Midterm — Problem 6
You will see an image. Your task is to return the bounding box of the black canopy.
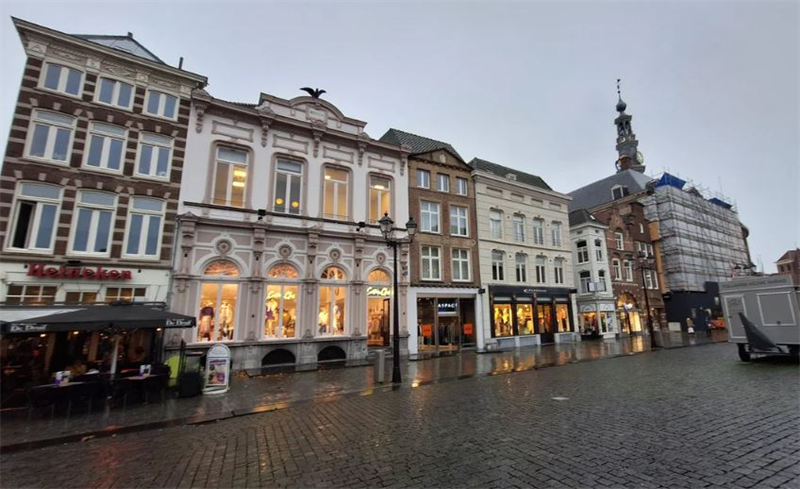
[0,304,196,334]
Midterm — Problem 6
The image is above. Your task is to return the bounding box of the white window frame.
[133,132,175,181]
[142,88,181,121]
[25,109,78,166]
[83,121,128,174]
[5,181,64,254]
[450,248,472,282]
[450,205,469,238]
[122,195,167,261]
[436,173,450,193]
[417,168,431,189]
[489,209,503,239]
[94,75,136,112]
[69,189,118,257]
[456,177,469,195]
[38,61,86,100]
[419,246,442,281]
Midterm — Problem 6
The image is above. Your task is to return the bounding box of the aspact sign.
[28,263,133,280]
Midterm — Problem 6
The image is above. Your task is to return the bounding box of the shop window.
[103,287,147,302]
[124,197,164,258]
[83,122,128,173]
[197,260,240,342]
[492,298,514,337]
[492,250,505,281]
[369,175,392,223]
[211,146,249,207]
[420,201,439,233]
[72,190,117,255]
[322,167,350,220]
[317,267,347,336]
[95,77,133,110]
[40,63,83,97]
[6,285,58,305]
[275,160,303,215]
[8,182,61,252]
[25,110,77,163]
[136,132,172,179]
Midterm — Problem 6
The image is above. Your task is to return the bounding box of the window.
[514,214,525,243]
[614,231,625,250]
[489,210,503,239]
[317,267,347,336]
[452,248,470,282]
[211,146,248,207]
[622,260,633,282]
[550,222,561,248]
[422,246,442,280]
[580,271,592,294]
[492,250,505,281]
[611,258,622,280]
[456,177,469,195]
[145,90,178,119]
[136,133,172,178]
[71,190,117,254]
[515,253,528,283]
[41,63,83,97]
[536,256,547,284]
[264,263,300,338]
[6,285,58,304]
[95,77,133,109]
[417,170,431,188]
[533,219,544,245]
[450,205,469,236]
[553,258,564,284]
[124,197,164,258]
[105,287,147,302]
[197,260,240,342]
[322,167,350,220]
[436,173,450,192]
[576,241,589,263]
[275,160,303,215]
[26,110,75,163]
[420,201,439,233]
[369,175,392,222]
[8,183,61,251]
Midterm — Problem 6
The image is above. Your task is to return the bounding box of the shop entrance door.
[536,304,556,343]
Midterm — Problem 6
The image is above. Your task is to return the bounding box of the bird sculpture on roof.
[300,87,325,98]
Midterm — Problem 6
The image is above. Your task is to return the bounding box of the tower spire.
[614,78,645,173]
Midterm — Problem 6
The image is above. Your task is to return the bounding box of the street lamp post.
[378,212,417,384]
[639,251,658,350]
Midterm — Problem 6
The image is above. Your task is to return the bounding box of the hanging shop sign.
[203,343,231,394]
[28,263,133,280]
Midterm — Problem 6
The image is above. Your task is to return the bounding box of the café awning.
[1,304,196,334]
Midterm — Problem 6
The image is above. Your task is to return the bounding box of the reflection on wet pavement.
[0,331,727,450]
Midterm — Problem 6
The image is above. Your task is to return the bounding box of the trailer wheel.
[737,343,750,362]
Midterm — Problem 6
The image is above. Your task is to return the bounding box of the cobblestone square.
[0,344,800,488]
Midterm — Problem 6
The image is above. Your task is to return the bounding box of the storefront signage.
[203,343,231,394]
[28,263,133,280]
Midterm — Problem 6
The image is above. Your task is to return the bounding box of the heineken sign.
[28,263,133,280]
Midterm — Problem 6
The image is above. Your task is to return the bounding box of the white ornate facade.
[170,91,408,369]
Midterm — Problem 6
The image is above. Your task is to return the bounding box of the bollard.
[373,350,386,384]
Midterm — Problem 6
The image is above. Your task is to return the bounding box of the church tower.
[614,79,645,173]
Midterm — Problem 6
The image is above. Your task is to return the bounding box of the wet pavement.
[0,331,727,452]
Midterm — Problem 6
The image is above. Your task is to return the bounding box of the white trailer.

-- WORK TO BE COMPLETED --
Copy every line from the start of the items through the line containing "[419,246,442,281]", both included, and increase each bounding box coordinate by 33. Omit the pictures from your copy.

-- RESULT OF THIS EXERCISE --
Midterm — Problem 6
You will see an image. Your task is to return the bounding box of the black canopy.
[33,337,229,367]
Midterm — Problem 6
The image is above. Your task is to return the bounding box of the white window frame.
[166,165,208,214]
[175,121,214,154]
[58,142,111,199]
[116,154,161,207]
[38,214,97,287]
[483,281,505,315]
[483,238,502,271]
[155,228,200,294]
[469,206,483,226]
[450,201,464,222]
[522,242,536,272]
[127,108,169,145]
[102,222,151,290]
[489,210,502,228]
[71,94,119,133]
[452,279,475,314]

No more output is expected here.